BRANO DA LEGGERE:
Poi, per ogni tampone fatto, è necessario capire “in corrispondenza di quali sintomi importanti” si è deciso di procedere. Ancora: esso viene eseguito in modo diverso a seconda delle regioni con realtà molto “aggressive” come Veneto, Emilia, Toscana, Puglia e altre che sono “bloccate” o in “mezzo al guado” come il Piemonte.
Che cosa ci si può attendere, allora, a livello statistico dai dati delle 18 del pomeriggio? Poco o nulla! Forse l’unico elemento che vale e che varrà è quello tristissimo del numero dei morti! Ma anche in questo caso, tra le regioni, non si è ancora stabilito a quale categorie di persone decedute fare il tampone. E così, quelli che, come a Bergamo, ma anche in Piemonte, muoiono fuori dagli ospedali faranno parte di questa triste contabilità?
“I numeri , come le parole – scrive Motta – sono importanti, ma la sensazione è che ci sia un disallineamento tra l’ufficialità e la realtà” .
Occorre, dunque, aumentare la ragionevolezza e la prudenza nell’analisi della questione coronavirus e che la si guardi in faccia in modo coraggioso, almeno nei territori.
Anche qui da noi, per esempio, la trasparenza è massima, ma rischia di essere come quella della Protezione Civile nazionale. E forse non potrebbe essere in altro modo, visto che i dati sono forniti dalle autorità sanitarie. Ma la realtà, quella che bisogna guardare alla maniera che consiglia Motta, qual è? Non possiamo più aspettare che sia finita questa crisi per porci da subito delle domande radicali. Tra tutte la più dura ed angosciante: “Nelle case di riposo siamo in grado, con le metodiche e i protocolli attuali, di arrestare la corsa del contagio?”. Stante la grandissima quantità di anziani nel nostro territorio, una delle più alte del mondo, dobbiamo chiederci: “Che cosa dobbiamo fare per fermare la possibilità che succeda quello che è capitato già in altre zone di Italia?”.
“Il nostro ospedale e le nostre strutture sanitarie – mi chiedo ancora – sono in grado di fare i conti con una realtà di popolazione anziana così ampia?”
Sono arrivate – e ringrazio l’Amministrazione di Casale per l’impegno manifestato – le mascherine indispensabili per contenere il contagio, ma mi chiedo: “E’ possibile che gli operatori delle case di riposo (non parliamo naturalmente degli ospedali) gestiscano senza protezioni adeguate e senza monitoraggi sanitari gli eventuali malati (e ce ne sono tanti) di questi giorni?”.

SEZIONE DATI:
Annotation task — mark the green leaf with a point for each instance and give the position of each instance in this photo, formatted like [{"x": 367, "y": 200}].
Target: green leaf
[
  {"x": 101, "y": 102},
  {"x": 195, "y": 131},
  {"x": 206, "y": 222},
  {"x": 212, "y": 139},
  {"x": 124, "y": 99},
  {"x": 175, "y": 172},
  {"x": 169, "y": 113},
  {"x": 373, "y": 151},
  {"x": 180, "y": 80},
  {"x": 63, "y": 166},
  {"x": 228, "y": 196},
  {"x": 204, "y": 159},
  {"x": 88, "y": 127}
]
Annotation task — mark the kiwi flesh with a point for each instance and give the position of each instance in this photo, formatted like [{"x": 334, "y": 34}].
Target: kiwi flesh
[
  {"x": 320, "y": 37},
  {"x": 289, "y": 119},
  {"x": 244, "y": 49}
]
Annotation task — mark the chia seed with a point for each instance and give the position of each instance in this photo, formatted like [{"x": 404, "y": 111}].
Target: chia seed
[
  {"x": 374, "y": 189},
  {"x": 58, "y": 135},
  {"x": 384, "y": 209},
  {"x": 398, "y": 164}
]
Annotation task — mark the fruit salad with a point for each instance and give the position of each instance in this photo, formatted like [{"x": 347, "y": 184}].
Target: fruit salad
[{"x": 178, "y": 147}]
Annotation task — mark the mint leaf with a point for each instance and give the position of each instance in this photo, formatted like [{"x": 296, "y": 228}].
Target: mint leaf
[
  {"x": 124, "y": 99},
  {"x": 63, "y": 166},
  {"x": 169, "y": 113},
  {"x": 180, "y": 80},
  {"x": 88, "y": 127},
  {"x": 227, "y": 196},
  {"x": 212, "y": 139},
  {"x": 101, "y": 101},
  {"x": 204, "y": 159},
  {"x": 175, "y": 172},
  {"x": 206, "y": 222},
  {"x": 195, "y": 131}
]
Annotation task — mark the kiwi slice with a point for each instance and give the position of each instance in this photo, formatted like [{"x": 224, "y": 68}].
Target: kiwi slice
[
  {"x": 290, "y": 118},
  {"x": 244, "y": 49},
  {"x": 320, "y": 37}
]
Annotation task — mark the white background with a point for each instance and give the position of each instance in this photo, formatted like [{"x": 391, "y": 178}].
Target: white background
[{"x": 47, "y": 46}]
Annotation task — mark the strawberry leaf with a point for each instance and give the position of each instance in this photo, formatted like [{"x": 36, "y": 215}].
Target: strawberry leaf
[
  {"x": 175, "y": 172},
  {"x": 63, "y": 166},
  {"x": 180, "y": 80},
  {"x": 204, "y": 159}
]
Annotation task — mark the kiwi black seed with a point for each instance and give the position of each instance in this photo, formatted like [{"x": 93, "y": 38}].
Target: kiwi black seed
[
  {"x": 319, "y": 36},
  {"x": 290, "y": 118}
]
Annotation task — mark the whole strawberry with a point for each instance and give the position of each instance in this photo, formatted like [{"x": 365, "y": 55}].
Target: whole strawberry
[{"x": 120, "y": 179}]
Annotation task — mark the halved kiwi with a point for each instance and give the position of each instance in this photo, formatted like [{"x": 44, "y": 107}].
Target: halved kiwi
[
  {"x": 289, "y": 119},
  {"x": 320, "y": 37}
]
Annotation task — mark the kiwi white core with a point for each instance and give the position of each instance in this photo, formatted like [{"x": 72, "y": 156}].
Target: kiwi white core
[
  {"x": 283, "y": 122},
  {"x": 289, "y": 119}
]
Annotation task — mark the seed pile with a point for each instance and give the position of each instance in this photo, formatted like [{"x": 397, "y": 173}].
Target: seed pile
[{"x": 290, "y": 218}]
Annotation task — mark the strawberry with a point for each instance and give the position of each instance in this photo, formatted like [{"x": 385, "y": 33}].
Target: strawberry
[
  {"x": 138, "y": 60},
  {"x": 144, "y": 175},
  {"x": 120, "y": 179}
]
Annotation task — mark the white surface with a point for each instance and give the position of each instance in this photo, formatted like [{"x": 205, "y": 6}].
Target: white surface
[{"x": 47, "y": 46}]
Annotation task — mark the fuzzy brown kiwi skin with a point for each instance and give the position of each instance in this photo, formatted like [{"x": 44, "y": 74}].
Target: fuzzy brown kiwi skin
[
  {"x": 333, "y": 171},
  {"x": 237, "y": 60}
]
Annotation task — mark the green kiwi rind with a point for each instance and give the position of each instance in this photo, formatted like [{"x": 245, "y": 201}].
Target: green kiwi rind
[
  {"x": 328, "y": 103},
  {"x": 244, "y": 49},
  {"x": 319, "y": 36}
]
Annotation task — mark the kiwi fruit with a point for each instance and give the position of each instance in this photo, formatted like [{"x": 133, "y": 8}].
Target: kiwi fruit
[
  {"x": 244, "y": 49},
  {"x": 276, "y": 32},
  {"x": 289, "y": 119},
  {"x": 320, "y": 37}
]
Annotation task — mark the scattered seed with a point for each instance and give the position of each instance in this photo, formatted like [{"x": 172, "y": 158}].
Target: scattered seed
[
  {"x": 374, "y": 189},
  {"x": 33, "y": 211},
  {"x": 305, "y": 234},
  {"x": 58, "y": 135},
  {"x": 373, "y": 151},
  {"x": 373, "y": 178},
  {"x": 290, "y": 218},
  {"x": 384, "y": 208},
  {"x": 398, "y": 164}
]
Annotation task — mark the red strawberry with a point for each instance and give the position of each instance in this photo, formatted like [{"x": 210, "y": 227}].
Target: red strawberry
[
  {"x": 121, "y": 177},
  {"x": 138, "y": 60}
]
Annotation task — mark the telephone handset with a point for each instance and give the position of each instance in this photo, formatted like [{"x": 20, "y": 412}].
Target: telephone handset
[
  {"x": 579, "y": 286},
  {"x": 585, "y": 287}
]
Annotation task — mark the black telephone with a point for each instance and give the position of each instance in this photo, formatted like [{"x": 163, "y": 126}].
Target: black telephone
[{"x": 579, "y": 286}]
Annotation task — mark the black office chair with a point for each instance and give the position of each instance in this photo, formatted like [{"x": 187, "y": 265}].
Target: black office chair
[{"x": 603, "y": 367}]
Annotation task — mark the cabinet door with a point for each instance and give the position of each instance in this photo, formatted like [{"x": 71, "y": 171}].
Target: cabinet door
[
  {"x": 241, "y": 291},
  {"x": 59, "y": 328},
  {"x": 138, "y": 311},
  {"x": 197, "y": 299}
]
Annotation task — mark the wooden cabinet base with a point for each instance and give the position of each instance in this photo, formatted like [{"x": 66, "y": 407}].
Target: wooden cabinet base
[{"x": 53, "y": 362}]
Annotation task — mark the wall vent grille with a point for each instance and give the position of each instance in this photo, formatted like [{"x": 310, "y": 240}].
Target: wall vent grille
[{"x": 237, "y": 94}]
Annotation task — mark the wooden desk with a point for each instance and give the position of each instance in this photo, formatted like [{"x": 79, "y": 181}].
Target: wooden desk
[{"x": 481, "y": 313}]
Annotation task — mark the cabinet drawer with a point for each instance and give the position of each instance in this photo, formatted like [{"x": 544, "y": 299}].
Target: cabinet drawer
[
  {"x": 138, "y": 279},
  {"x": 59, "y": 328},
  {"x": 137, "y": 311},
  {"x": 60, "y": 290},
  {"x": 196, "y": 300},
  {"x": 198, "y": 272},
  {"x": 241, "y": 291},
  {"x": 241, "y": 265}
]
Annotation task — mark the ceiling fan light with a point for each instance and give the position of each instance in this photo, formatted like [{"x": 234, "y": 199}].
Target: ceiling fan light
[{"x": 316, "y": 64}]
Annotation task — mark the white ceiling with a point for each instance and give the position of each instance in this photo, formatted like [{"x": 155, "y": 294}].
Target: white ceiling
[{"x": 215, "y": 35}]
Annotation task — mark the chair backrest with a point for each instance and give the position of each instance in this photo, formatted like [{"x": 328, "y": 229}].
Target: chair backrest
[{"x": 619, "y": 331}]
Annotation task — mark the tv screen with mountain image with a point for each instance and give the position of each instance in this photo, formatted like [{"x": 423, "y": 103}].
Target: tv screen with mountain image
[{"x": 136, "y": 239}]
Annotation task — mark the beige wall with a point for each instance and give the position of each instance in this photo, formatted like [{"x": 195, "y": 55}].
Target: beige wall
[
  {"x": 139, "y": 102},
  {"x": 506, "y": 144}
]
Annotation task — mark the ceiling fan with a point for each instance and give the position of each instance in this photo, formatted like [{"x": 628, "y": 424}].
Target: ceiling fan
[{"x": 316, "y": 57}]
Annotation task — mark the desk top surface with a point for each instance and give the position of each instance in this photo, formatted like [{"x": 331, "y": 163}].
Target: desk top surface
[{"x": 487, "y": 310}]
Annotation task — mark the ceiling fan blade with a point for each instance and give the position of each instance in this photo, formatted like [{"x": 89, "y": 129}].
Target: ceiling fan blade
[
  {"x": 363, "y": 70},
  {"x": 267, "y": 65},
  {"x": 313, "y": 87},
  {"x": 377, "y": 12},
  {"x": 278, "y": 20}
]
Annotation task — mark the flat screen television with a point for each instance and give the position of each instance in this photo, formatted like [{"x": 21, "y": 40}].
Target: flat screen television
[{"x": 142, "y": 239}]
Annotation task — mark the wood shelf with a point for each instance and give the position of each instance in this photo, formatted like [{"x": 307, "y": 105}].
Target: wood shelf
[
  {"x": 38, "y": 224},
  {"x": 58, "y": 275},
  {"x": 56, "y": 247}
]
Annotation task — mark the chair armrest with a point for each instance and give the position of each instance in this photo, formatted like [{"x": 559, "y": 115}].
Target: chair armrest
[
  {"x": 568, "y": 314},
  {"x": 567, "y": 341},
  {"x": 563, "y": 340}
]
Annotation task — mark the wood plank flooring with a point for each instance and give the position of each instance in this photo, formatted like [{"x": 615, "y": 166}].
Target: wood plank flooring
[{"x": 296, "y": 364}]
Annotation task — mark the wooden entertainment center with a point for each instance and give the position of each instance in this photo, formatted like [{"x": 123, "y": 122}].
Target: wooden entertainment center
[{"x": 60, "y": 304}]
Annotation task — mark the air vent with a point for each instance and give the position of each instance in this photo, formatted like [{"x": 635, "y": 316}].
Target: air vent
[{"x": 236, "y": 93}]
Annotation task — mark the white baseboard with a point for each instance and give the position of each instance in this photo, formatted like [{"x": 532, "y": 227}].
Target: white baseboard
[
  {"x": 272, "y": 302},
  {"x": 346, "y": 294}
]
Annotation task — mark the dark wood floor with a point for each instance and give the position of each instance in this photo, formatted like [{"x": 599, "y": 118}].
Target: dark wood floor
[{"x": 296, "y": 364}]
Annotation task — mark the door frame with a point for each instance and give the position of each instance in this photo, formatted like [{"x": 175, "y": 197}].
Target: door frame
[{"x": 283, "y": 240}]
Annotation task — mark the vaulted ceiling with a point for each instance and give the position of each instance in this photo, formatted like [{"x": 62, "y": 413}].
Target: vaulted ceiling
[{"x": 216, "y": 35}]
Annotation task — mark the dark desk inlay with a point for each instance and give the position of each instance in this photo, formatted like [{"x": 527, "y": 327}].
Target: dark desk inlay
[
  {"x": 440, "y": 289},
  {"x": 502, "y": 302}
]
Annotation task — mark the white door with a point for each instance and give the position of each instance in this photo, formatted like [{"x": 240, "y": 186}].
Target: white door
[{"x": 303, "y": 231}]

* * *

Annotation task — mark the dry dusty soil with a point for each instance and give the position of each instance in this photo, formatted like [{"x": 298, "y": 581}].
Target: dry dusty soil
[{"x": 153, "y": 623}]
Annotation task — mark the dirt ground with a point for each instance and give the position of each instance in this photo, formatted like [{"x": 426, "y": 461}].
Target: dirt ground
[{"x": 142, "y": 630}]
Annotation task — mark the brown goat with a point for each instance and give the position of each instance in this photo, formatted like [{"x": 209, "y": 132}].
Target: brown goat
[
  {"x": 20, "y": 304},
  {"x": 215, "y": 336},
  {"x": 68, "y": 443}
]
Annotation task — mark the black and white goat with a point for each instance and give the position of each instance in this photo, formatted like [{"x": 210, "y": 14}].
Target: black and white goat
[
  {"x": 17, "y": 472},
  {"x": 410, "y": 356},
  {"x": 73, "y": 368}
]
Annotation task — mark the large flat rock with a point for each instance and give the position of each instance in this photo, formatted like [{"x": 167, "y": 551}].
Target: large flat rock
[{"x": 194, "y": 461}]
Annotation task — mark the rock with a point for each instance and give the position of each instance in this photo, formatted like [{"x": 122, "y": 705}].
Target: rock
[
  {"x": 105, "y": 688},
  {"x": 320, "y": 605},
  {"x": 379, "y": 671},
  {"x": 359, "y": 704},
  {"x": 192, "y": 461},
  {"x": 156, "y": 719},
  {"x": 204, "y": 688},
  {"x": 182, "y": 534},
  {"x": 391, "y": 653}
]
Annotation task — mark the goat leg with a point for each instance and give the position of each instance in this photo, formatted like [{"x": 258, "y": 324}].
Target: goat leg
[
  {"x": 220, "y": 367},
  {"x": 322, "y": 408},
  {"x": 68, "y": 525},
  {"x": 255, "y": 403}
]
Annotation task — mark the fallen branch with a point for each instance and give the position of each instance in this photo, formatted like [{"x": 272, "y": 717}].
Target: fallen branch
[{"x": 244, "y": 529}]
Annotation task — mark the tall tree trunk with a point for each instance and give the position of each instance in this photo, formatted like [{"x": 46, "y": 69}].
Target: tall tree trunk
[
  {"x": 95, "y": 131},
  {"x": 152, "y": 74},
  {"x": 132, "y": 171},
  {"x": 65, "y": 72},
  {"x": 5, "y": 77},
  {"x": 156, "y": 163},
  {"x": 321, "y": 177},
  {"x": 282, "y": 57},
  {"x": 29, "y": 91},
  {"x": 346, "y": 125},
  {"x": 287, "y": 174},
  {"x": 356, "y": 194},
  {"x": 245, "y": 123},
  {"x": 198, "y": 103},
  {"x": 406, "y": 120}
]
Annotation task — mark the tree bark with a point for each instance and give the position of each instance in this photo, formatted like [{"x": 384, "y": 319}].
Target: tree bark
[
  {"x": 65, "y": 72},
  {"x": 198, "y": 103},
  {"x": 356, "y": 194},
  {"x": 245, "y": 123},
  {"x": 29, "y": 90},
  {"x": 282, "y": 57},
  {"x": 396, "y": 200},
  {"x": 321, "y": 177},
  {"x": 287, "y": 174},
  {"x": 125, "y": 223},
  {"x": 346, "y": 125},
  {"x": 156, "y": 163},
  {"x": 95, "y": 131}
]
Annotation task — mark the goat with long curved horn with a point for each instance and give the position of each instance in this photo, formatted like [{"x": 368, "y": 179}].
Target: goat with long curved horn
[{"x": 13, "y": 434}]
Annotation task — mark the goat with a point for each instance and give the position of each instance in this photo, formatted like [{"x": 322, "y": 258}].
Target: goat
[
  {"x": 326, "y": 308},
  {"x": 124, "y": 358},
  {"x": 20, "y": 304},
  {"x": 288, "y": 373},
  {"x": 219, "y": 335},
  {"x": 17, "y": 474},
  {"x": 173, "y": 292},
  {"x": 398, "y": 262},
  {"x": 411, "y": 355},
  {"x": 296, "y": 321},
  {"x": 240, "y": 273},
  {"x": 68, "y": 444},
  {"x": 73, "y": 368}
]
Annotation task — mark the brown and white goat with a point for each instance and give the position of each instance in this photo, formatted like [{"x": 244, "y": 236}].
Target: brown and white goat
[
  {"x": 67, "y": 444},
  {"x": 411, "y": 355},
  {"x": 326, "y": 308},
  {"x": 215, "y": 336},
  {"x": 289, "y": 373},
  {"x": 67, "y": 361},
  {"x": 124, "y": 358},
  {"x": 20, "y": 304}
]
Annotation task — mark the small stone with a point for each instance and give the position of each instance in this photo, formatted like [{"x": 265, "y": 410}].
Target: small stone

COMPITO DA SVOLGERE: Trascrivi dal brano sui dati del coronavirus il tratto che va da "Che cosa ci" fino a "almeno nei territori.".

RISPOSTA AL COMPITO:
Che cosa ci si può attendere, allora, a livello statistico dai dati delle 18 del pomeriggio? Poco o nulla! Forse l’unico elemento che vale e che varrà è quello tristissimo del numero dei morti! Ma anche in questo caso, tra le regioni, non si è ancora stabilito a quale categorie di persone decedute fare il tampone. E così, quelli che, come a Bergamo, ma anche in Piemonte, muoiono fuori dagli ospedali faranno parte di questa triste contabilità?
“I numeri , come le parole – scrive Motta – sono importanti, ma la sensazione è che ci sia un disallineamento tra l’ufficialità e la realtà” .
Occorre, dunque, aumentare la ragionevolezza e la prudenza nell’analisi della questione coronavirus e che la si guardi in faccia in modo coraggioso, almeno nei territori.